Add enrich-via-doi #2

Merged
adina merged 10 commits from msz/knowledge-enrichment:enrich-doi into main 2026-03-26 04:30:57 +00:00

10 commits

Author SHA1 Message Date
37b0d1d30d Mention the workflow in the readme 2026-03-25 16:49:45 +01:00
d340ec508c Add enrich publications workflow
This adds a workflow which runs the publication enrichment via doi.org.

Given that the DOI org information will change very rarely, and we don't
(yet) have ways to say "this record is complete / needs no enrichment",
the workflow currently only has a "workflow dispatch" trigger.

Two optional inputs can be specified when dispatching the workflow: list
of PIDs and inbox label. These will limit processing to a subset of
records. Otherwise, all records will be processed.

Properties which can change based on the pool / data model (API URL,
collection name, class names) are kept as env variables to make tweaks
easier.
□ □ □ □
§ Job A:
Answer these questions about the merge page:
(i) How many commits were merged into main?
(ii) What is the only trigger the workflow currently has?
(iii) Which two optional inputs can be specified when dispatching the workflow?
The entries that follow are unrelated to the text above and stand as separate material.

Collected data:
□ □ □ □
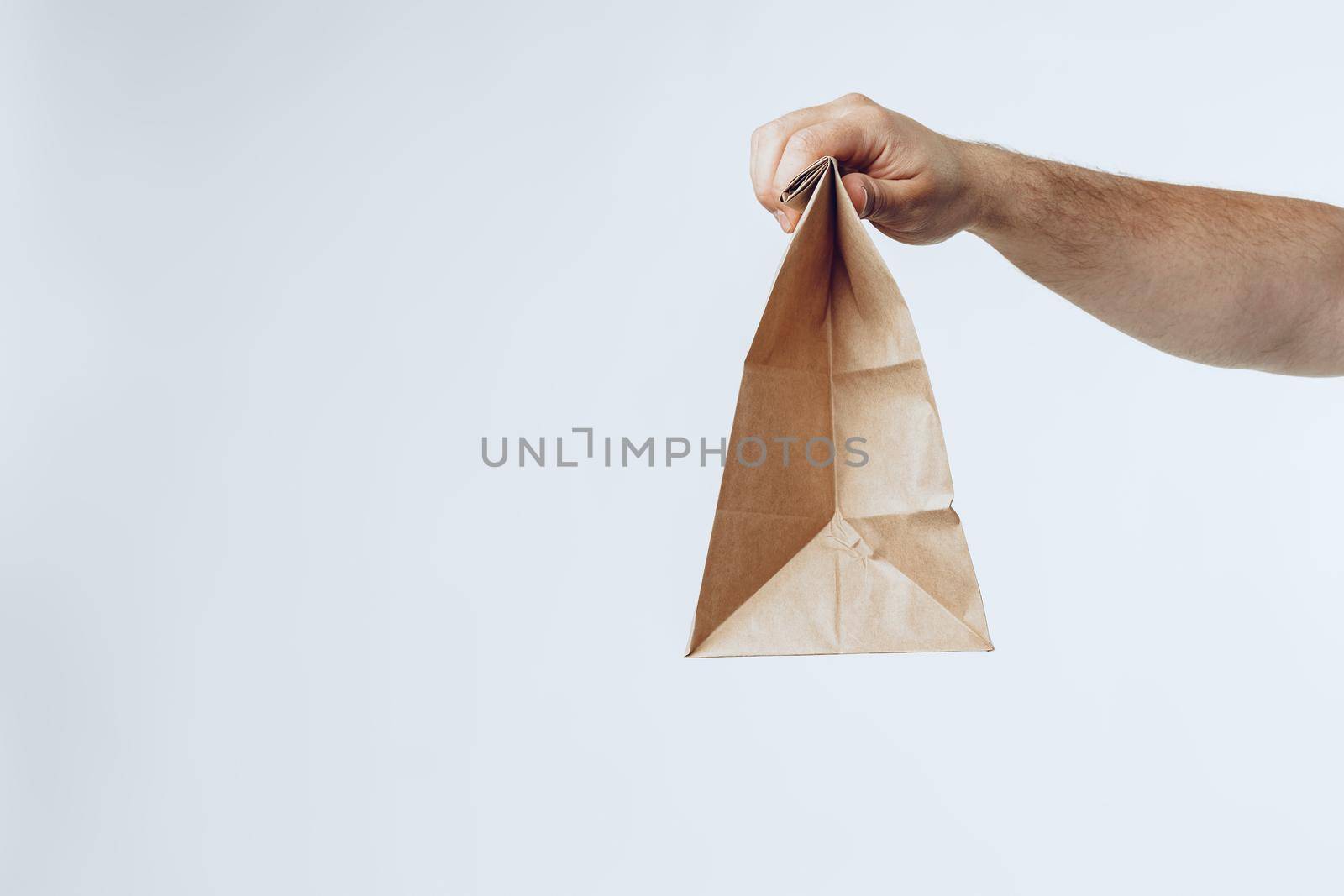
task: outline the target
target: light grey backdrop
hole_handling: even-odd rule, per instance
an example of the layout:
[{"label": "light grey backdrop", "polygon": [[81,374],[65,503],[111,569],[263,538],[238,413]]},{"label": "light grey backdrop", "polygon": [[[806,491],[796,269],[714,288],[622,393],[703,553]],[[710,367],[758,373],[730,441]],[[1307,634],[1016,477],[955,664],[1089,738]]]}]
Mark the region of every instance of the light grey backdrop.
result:
[{"label": "light grey backdrop", "polygon": [[1344,386],[882,253],[993,654],[680,658],[785,238],[753,126],[1344,203],[1322,4],[12,3],[0,892],[1337,884]]}]

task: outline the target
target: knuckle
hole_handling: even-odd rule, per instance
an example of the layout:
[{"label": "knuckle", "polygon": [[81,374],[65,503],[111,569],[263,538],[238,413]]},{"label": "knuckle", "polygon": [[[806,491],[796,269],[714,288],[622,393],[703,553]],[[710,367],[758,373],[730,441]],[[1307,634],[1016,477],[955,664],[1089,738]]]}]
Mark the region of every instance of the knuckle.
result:
[{"label": "knuckle", "polygon": [[786,153],[812,154],[820,150],[821,136],[812,128],[804,128],[798,133],[789,137],[789,142],[785,146]]},{"label": "knuckle", "polygon": [[876,106],[878,105],[878,103],[872,102],[871,99],[868,99],[868,97],[863,95],[862,93],[847,93],[845,95],[840,97],[840,99],[837,99],[836,102],[841,102],[841,103],[844,103],[847,106]]}]

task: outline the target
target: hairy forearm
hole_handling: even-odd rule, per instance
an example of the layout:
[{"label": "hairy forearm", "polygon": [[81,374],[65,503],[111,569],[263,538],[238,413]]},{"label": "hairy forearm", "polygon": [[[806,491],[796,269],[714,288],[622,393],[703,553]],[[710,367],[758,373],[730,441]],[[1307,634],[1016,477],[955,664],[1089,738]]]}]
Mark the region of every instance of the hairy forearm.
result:
[{"label": "hairy forearm", "polygon": [[1090,314],[1206,364],[1344,373],[1344,210],[960,149],[969,230]]}]

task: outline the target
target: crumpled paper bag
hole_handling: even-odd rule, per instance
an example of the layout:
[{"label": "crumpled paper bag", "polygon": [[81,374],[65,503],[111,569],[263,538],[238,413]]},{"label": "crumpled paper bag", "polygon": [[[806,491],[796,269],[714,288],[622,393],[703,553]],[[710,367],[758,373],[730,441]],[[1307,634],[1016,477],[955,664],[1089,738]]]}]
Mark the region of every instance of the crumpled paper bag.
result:
[{"label": "crumpled paper bag", "polygon": [[836,160],[781,200],[687,656],[993,650],[900,290]]}]

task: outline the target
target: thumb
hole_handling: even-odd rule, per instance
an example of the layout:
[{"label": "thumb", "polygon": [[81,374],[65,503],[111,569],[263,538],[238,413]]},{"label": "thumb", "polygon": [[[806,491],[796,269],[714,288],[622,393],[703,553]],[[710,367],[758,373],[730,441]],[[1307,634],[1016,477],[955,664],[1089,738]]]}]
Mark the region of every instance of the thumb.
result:
[{"label": "thumb", "polygon": [[[883,222],[907,204],[910,184],[905,180],[876,180],[868,175],[845,175],[841,181],[859,218]],[[892,222],[895,223],[895,222]]]}]

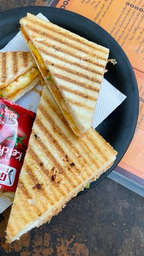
□ □ □ □
§ Job B: State how many lines of the entries contain the string "thumb", counting only matches with the same case.

§ Problem solution A:
(i) 10 commits
(ii) A "workflow dispatch" trigger
(iii) A list of PIDs and an inbox label

§ Problem solution B: 4